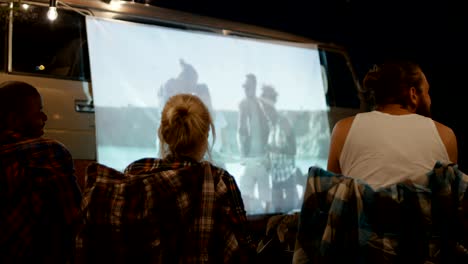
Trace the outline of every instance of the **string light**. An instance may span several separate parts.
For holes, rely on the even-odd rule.
[[[57,19],[58,13],[57,13],[57,0],[50,0],[49,2],[49,11],[47,11],[47,18],[50,21],[54,21]]]
[[[120,1],[120,0],[110,0],[109,4],[113,8],[119,8],[122,5],[122,1]]]

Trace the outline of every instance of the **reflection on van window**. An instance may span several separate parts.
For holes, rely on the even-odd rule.
[[[13,23],[13,72],[89,80],[84,17],[58,10],[50,21],[46,7],[30,6],[27,12]]]
[[[345,57],[340,53],[322,51],[320,59],[328,77],[328,105],[359,109],[358,90]]]

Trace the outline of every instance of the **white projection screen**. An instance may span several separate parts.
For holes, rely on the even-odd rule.
[[[300,208],[308,168],[326,167],[330,141],[315,45],[94,17],[86,24],[99,163],[123,170],[158,157],[162,106],[192,93],[214,119],[212,161],[235,177],[247,213]]]

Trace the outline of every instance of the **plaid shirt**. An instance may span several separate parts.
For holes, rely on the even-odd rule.
[[[293,263],[466,263],[467,177],[441,163],[427,176],[374,191],[311,167]]]
[[[281,183],[294,176],[296,162],[294,155],[270,153],[271,178],[273,183]]]
[[[234,178],[208,162],[147,158],[124,174],[94,164],[87,176],[85,229],[110,226],[116,239],[108,252],[129,252],[123,263],[136,261],[129,255],[153,263],[232,263],[255,252]],[[127,232],[133,242],[117,234]],[[93,255],[86,253],[91,239],[80,239],[80,250]]]
[[[0,145],[0,262],[70,260],[80,201],[72,157],[61,143]]]

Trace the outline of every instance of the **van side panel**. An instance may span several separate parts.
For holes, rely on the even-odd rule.
[[[36,87],[48,117],[44,136],[62,142],[74,159],[96,159],[94,114],[75,109],[76,100],[90,100],[87,82],[0,73],[3,81],[23,81]]]

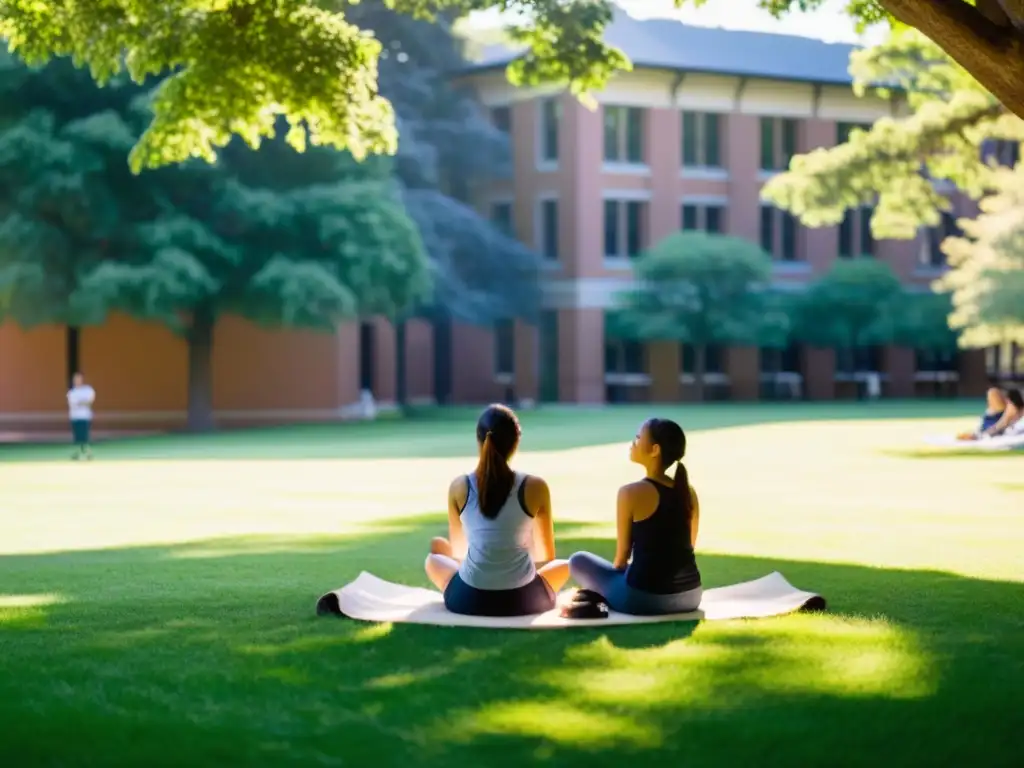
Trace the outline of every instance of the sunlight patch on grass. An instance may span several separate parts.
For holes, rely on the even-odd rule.
[[[41,608],[64,602],[60,595],[47,593],[40,595],[0,595],[0,610],[5,608]]]
[[[580,701],[644,708],[780,693],[919,699],[937,685],[908,631],[831,616],[701,625],[656,648],[618,648],[603,637],[571,651],[549,682]]]
[[[464,741],[510,736],[597,752],[617,746],[657,747],[662,740],[660,730],[650,723],[610,712],[587,712],[569,701],[503,702],[455,718],[459,728],[452,736]],[[438,727],[449,733],[451,722]]]
[[[56,594],[0,595],[0,628],[37,629],[46,624],[51,605],[64,602]]]

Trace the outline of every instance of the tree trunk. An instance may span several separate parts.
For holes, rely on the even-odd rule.
[[[1014,14],[1001,23],[964,0],[881,0],[893,16],[934,40],[954,61],[1018,117],[1024,117],[1024,32],[1014,22],[1017,3],[1001,3]]]
[[[405,359],[405,320],[395,321],[395,401],[403,413],[409,400]]]
[[[210,432],[213,422],[213,328],[209,310],[196,310],[188,329],[188,430]]]
[[[697,399],[703,402],[704,379],[708,367],[708,347],[706,344],[696,344],[693,347],[693,383],[696,389]]]

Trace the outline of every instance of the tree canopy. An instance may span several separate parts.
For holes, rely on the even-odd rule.
[[[708,0],[674,0],[703,5]],[[718,0],[725,2],[726,0]],[[775,14],[824,0],[760,0]],[[513,83],[564,83],[584,95],[628,70],[602,38],[611,0],[386,0],[418,19],[472,11],[516,14],[509,30],[528,46],[509,68]],[[862,24],[897,21],[919,29],[1024,115],[1022,0],[850,0]],[[361,28],[347,0],[6,0],[0,34],[32,65],[70,56],[100,83],[127,72],[136,82],[169,74],[134,144],[132,168],[193,157],[211,160],[232,136],[251,147],[276,134],[348,150],[393,153],[395,114],[378,86],[381,41]]]
[[[965,346],[1024,344],[1024,166],[998,171],[996,185],[963,237],[943,244],[952,269],[936,286],[952,296]]]
[[[6,316],[88,325],[120,310],[165,324],[189,346],[194,428],[212,423],[222,314],[333,330],[427,297],[423,244],[390,159],[235,142],[216,164],[132,175],[124,160],[149,118],[147,88],[122,78],[101,89],[67,60],[29,70],[4,57]]]

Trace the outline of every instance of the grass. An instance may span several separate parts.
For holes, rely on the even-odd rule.
[[[560,550],[609,554],[645,411],[524,414]],[[708,585],[830,611],[490,632],[316,618],[407,583],[470,466],[469,411],[0,449],[0,765],[1019,765],[1021,457],[929,461],[960,404],[668,409]]]

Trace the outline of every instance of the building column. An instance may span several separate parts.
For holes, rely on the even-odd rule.
[[[651,202],[646,233],[648,246],[675,234],[682,225],[679,215],[679,169],[683,164],[679,137],[682,122],[678,109],[654,107],[647,110],[645,159],[651,169]]]
[[[800,151],[810,152],[820,147],[834,147],[836,143],[836,123],[834,120],[813,118],[805,120],[800,137]],[[815,276],[829,270],[839,256],[839,227],[800,226],[797,237],[798,247]]]
[[[652,341],[647,345],[647,373],[651,377],[651,402],[677,403],[682,399],[679,374],[682,355],[675,341]]]
[[[603,114],[566,93],[562,115],[557,182],[560,260],[566,277],[598,277],[604,271]]]
[[[883,390],[886,397],[913,397],[917,357],[910,347],[888,346],[882,350],[882,373],[889,381]]]
[[[343,323],[335,331],[337,346],[337,407],[359,402],[359,323]]]
[[[538,329],[522,320],[515,324],[515,393],[516,400],[537,402],[539,396]]]
[[[422,318],[405,324],[405,396],[413,405],[434,403],[434,328]]]
[[[726,119],[726,165],[729,169],[727,232],[757,243],[761,238],[759,122],[756,115],[730,113]]]
[[[603,403],[604,310],[559,310],[558,349],[563,364],[558,372],[559,401]]]
[[[808,400],[835,400],[835,350],[822,347],[804,347],[801,358],[804,396]]]
[[[989,388],[988,366],[984,349],[961,349],[957,356],[960,374],[958,394],[961,397],[983,397]]]
[[[395,402],[398,395],[395,357],[395,327],[385,317],[373,319],[373,398],[381,404]]]
[[[729,375],[730,399],[760,399],[760,349],[757,347],[730,347],[725,354],[725,372]]]

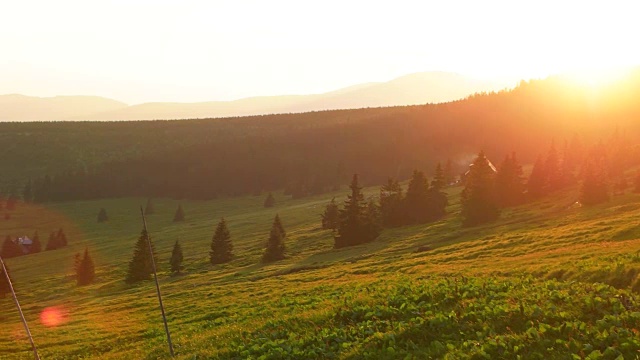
········
Brief.
An exact copy is needed of the lines from the start of the listing through the line with "Trace the outline of every instance of the **plaid", both end lines included and pictures excluded.

Answer to this task.
Trace the outline of every instance of the **string light**. An instance may span several separate parts.
For holes, rely on the even-odd rule.
[[[57,19],[58,13],[57,13],[57,0],[50,0],[49,2],[49,11],[47,11],[47,18],[50,21],[54,21]]]
[[[120,1],[120,0],[110,0],[109,4],[113,8],[119,8],[122,5],[122,1]]]

Trace the outline of every instance of the **reflection on van window**. An instance may span several separate parts.
For holes, rely on the even-odd rule.
[[[13,23],[13,72],[89,80],[84,17],[58,10],[50,21],[46,7],[30,6],[27,12]]]
[[[345,57],[340,53],[322,51],[320,59],[328,77],[328,105],[359,109],[358,90]]]

Trace the outline of every instance of the **white projection screen**. An instance may span several separate parts.
For holes, rely on the even-odd rule.
[[[300,208],[308,168],[326,167],[330,141],[315,45],[94,17],[86,24],[99,163],[123,170],[158,157],[162,106],[192,93],[214,119],[212,161],[235,177],[247,213]]]

Trace the outline of every instance of the **plaid shirt**. An instance may span several separate parts.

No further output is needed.